---------- PASSAGE PROVIDED ----------
Case Study: El Niño: A Link among Atmospheric, Oceanic, and Crustal Circulation?

Republished From: Environmental Science 2016

FIGURE 1  Correlation between El Niño Events and Seismic Activity  The timing of El Niño events is indicated by the shaded years. Notice that the shaded areas are correlated with months in which there are earthquakes along the East Pacific Rise with a magnitude of eight or more (triangles). A similar correlation exists between El Niño events and months with the greatest release of seismic energy along the East Pacific Rise (circles). Source: Redrawn from a figure in The New York Times.

Most scientists believe that El Niño events (discussed in this chapter) are generated by interactions between atmospheric and oceanic circulation. According to this hypothesis, El Niño events can be triggered by a large thermal input that raises sea surface temperatures. These thermal inputs can be driven by the normal pattern of oceanic circulation. Nonlinear and stochastic elements in the pattern of oceanic circulation cause variations in the rate at which heat accumulates and dissipates in various portions of the ocean. These variations can warm portions of the sea surface and trigger an El Niño event.

A geophysicist, Daniel A. Walker, hypothesizes that a different sequence of events produces an El Niño event. Walker says that the thermal input to the oceans comes from Earth’s interior. This hypothesis is based on an intriguing correlation of seismic activity under the eastern portion of the Pacific Ocean near Easter Island and the onset of El Niño events. This correlation can be used to illustrate possible linkages among the physical systems of planet Earth and the difference between statistical correlation and physical causation.

The East Pacific Rise is located west of Easter Island. Along this rise, tectonic plates move 160–170 mm (6.3–6.7 inches) per year. This rate is one of the most rapid in the world. As a result, seismic activity along the East Pacific Rise has been studied extensively for more than thirty years. During this period scientists have tracked the number of earthquakes and the amount of energy they release.
----------
INSTRUCTIONS FOR THE TASK> In the El Niño case study, how fast do tectonic plates move along the East Pacific Rise?
---------- RECORD EXTRACTS ----------
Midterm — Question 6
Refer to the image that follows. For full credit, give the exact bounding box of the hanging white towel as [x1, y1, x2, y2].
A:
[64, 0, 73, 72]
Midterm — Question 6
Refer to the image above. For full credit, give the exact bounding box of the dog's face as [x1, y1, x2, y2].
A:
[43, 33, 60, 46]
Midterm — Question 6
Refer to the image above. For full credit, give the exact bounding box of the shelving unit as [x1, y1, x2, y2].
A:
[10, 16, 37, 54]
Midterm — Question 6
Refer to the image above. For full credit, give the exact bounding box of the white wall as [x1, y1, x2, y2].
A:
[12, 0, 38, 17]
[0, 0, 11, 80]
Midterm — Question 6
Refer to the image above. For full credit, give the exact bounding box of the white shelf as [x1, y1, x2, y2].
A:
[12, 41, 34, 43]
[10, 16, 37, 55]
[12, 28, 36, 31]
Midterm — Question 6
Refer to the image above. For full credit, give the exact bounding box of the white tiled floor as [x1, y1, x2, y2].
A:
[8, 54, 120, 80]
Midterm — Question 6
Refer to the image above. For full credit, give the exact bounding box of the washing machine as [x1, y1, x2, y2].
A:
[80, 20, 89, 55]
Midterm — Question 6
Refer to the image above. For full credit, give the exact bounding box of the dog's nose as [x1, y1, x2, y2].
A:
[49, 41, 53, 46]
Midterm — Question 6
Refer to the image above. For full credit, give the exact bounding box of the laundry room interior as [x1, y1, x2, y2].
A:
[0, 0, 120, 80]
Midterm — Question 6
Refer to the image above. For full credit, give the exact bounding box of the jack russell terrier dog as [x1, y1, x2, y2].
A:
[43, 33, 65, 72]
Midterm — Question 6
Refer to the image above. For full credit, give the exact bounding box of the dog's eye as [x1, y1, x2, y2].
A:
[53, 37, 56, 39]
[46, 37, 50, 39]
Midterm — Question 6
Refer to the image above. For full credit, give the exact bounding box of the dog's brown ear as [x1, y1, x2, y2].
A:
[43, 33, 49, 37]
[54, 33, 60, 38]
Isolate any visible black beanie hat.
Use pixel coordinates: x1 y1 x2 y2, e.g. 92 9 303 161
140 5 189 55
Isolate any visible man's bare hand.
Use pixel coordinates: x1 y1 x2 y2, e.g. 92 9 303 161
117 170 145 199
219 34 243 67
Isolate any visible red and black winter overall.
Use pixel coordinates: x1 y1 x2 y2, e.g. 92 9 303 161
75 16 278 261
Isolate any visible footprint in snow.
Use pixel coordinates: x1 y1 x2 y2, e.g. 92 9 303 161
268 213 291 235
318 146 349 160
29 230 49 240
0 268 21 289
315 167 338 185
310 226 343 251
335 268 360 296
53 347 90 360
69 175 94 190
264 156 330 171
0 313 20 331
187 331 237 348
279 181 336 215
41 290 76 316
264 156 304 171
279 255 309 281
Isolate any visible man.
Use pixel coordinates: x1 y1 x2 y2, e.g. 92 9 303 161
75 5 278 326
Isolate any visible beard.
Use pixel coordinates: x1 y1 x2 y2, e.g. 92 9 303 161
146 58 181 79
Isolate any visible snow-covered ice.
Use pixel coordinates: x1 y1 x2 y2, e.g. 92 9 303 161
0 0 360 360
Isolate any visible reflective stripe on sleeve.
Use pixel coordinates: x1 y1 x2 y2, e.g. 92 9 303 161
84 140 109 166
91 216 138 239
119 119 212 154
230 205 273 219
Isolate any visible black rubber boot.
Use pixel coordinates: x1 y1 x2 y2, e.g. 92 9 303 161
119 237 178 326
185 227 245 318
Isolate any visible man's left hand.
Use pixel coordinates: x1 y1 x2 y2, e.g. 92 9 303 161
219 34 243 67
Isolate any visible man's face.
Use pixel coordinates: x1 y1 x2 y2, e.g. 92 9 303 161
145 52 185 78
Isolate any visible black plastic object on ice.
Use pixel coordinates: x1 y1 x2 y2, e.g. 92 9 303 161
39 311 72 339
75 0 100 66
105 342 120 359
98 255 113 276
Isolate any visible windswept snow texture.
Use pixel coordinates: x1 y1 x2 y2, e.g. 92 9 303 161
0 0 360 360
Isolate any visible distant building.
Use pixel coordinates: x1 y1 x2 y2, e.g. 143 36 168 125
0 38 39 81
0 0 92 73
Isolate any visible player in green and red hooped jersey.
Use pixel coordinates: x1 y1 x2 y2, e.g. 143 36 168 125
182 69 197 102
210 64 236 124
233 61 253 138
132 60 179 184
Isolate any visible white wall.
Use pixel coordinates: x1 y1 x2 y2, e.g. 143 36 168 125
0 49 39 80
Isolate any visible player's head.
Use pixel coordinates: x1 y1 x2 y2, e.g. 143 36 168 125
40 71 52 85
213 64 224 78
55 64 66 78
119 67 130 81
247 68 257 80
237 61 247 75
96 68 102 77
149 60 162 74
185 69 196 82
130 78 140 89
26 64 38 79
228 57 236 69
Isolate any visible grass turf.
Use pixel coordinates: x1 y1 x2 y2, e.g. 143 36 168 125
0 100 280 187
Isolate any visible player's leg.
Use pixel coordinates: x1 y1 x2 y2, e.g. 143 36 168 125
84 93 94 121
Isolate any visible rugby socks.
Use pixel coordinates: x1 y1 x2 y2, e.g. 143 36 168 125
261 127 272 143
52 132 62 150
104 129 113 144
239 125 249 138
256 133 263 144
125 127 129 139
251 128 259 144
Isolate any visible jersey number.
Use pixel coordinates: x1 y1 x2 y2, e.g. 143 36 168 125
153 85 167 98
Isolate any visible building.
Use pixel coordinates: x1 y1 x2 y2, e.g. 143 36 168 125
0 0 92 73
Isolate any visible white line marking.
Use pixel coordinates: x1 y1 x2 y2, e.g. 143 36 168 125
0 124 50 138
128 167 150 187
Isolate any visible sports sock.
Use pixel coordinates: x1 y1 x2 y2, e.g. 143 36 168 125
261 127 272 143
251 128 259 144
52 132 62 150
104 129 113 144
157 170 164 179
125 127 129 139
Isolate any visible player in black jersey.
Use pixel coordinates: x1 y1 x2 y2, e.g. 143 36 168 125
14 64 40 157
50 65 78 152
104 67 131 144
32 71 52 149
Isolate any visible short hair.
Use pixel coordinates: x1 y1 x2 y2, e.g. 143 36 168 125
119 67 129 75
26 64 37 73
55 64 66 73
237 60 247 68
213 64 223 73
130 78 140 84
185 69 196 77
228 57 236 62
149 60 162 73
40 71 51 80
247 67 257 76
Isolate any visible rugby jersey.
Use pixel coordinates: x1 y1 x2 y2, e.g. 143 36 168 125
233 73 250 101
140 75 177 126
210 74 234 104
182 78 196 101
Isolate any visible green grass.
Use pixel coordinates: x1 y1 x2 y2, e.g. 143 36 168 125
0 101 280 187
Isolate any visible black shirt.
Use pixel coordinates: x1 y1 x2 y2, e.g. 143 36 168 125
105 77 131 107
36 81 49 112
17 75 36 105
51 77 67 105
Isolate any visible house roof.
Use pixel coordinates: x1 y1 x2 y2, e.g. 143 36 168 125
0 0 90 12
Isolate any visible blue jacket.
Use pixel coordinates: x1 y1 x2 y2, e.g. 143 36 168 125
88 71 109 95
----------
YOUR RESPONSE> 160–170 mm (6.3–6.7 inches) per year